**Task goal:**
Extract each line in the records below that contains the word "trailing", copying every such line in full.

**Given data:**
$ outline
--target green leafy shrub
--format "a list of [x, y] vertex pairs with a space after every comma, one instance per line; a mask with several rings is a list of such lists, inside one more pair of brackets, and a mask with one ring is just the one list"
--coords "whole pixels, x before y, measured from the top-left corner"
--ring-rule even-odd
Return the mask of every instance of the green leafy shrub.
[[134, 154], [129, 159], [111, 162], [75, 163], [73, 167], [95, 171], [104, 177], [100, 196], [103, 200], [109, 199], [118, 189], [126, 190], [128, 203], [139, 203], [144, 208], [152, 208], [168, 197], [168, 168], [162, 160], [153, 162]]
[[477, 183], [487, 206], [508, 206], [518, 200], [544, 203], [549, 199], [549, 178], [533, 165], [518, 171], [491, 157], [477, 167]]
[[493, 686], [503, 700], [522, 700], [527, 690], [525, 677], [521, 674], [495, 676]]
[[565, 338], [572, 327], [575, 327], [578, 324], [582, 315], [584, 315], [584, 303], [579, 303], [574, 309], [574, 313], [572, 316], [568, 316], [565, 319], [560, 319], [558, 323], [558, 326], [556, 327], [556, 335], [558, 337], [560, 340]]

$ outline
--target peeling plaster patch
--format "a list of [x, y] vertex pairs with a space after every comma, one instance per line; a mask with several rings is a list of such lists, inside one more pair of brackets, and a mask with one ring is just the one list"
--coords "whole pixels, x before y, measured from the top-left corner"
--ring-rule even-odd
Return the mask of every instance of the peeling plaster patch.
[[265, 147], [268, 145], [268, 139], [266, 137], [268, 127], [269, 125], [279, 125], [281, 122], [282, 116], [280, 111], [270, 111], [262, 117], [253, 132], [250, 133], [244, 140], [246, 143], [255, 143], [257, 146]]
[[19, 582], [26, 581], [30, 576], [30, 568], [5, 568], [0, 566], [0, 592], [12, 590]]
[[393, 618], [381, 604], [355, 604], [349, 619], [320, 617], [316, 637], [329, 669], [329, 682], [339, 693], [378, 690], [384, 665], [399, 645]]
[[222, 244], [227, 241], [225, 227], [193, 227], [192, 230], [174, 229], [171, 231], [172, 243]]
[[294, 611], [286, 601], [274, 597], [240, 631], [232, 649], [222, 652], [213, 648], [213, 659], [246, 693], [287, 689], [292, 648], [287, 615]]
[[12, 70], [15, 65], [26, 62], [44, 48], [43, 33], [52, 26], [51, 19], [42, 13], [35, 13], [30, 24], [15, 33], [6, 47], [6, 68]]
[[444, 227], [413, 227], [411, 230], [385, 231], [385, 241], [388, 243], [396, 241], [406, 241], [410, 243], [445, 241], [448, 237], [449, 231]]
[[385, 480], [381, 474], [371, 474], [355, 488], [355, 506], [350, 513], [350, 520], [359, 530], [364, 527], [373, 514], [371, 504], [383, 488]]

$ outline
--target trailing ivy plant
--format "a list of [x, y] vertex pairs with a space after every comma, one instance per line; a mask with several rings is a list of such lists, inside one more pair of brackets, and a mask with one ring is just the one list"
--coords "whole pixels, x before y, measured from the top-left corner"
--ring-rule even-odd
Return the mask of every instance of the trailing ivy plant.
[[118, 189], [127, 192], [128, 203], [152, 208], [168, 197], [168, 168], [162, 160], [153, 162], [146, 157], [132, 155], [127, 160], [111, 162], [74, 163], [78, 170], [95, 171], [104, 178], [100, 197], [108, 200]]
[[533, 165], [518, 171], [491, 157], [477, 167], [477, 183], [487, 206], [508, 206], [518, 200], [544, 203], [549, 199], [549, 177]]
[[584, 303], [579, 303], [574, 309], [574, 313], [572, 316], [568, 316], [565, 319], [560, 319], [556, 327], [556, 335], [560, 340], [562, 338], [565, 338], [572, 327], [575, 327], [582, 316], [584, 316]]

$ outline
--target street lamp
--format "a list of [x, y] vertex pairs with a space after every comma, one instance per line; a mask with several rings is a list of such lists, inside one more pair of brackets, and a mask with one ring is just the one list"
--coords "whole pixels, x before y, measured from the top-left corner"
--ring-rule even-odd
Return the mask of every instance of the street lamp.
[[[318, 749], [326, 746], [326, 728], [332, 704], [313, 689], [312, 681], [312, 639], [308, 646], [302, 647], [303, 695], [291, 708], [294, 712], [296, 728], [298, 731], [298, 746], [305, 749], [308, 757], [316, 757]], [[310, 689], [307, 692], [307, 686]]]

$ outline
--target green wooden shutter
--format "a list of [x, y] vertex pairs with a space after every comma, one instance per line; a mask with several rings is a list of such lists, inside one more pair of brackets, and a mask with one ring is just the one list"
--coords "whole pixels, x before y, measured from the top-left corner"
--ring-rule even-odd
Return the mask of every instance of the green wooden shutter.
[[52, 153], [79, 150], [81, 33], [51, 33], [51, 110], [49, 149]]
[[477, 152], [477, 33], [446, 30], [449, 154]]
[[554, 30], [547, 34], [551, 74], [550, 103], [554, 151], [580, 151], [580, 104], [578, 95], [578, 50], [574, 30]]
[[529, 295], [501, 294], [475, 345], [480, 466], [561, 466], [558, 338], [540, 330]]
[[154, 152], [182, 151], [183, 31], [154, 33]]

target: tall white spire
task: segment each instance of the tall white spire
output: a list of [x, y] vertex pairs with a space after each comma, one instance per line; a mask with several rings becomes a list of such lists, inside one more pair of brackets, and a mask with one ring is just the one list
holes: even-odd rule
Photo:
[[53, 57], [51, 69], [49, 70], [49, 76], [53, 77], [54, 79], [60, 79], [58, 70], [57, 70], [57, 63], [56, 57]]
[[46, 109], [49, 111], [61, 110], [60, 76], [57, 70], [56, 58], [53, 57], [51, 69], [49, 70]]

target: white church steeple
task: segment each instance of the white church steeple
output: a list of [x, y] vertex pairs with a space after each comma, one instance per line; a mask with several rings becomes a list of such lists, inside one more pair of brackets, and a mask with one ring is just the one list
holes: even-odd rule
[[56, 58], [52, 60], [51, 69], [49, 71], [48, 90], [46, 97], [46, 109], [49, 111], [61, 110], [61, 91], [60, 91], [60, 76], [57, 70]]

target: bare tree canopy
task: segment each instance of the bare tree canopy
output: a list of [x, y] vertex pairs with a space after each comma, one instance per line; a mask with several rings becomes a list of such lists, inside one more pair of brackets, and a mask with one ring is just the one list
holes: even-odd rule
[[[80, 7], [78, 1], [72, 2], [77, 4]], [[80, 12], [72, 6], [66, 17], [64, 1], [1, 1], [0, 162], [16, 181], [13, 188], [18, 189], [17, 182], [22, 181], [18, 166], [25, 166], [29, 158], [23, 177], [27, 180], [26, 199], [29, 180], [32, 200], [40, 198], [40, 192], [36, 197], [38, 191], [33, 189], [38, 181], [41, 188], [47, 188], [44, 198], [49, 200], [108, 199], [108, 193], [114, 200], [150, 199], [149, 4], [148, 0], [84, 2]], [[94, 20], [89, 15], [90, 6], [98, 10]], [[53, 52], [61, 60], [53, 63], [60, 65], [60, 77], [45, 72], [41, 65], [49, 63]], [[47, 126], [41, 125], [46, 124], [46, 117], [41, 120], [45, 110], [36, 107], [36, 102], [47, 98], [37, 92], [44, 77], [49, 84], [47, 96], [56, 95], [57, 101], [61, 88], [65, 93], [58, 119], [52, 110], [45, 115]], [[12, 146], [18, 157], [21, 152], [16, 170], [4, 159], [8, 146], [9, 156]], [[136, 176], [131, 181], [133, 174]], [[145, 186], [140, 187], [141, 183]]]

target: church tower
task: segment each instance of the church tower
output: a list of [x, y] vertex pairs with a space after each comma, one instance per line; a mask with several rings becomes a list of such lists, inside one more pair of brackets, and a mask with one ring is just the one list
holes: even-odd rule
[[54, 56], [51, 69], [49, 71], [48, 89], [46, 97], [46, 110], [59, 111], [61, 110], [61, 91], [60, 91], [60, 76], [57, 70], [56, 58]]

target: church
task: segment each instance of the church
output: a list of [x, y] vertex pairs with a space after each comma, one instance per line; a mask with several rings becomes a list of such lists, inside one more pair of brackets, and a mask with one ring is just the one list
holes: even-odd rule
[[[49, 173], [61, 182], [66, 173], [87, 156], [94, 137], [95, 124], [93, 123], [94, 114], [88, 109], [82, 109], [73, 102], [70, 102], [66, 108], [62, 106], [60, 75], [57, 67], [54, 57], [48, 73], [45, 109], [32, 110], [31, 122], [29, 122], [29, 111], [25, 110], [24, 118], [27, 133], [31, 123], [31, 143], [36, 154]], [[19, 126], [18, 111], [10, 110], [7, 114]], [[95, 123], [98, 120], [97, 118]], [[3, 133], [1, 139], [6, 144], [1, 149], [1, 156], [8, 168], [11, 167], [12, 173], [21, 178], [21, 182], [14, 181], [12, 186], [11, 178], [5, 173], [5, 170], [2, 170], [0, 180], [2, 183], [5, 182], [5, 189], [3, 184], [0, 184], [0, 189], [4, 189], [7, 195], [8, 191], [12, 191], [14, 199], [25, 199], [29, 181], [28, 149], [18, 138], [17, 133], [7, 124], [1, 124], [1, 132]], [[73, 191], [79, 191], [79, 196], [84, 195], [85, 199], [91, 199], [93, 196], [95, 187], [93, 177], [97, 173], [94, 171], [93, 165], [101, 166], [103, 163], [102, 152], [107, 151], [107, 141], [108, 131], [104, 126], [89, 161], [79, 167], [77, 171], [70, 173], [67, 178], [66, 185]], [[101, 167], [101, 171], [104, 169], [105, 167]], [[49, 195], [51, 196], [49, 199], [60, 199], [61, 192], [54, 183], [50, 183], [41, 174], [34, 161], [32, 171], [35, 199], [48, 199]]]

**Full solution:**
--target trailing ivy plant
Return the mask of every instance of the trailing ivy plant.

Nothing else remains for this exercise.